▶ [Problem details] In your copy, the records appear word for word and the pictures do not appear at all.

Material supplied Start Marker

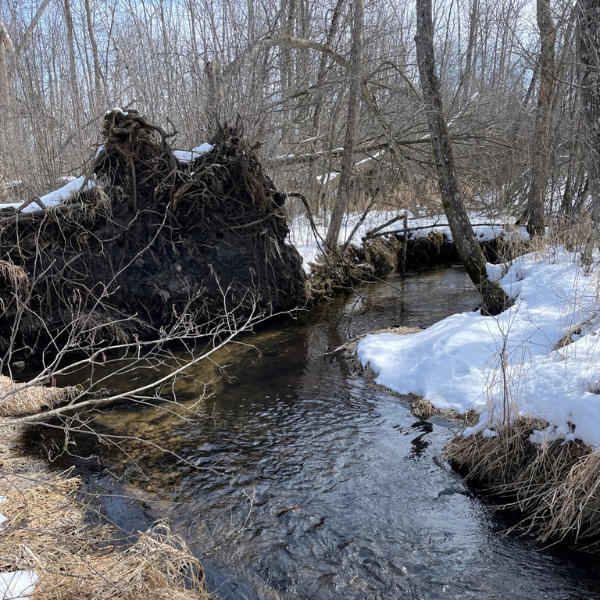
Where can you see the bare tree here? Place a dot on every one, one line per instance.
(588, 25)
(354, 93)
(543, 120)
(471, 255)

Material supplied End Marker

▶ [Output]
Where can you see the bare tree here? Place a dot on every one, one line per instance.
(588, 25)
(354, 93)
(543, 120)
(471, 255)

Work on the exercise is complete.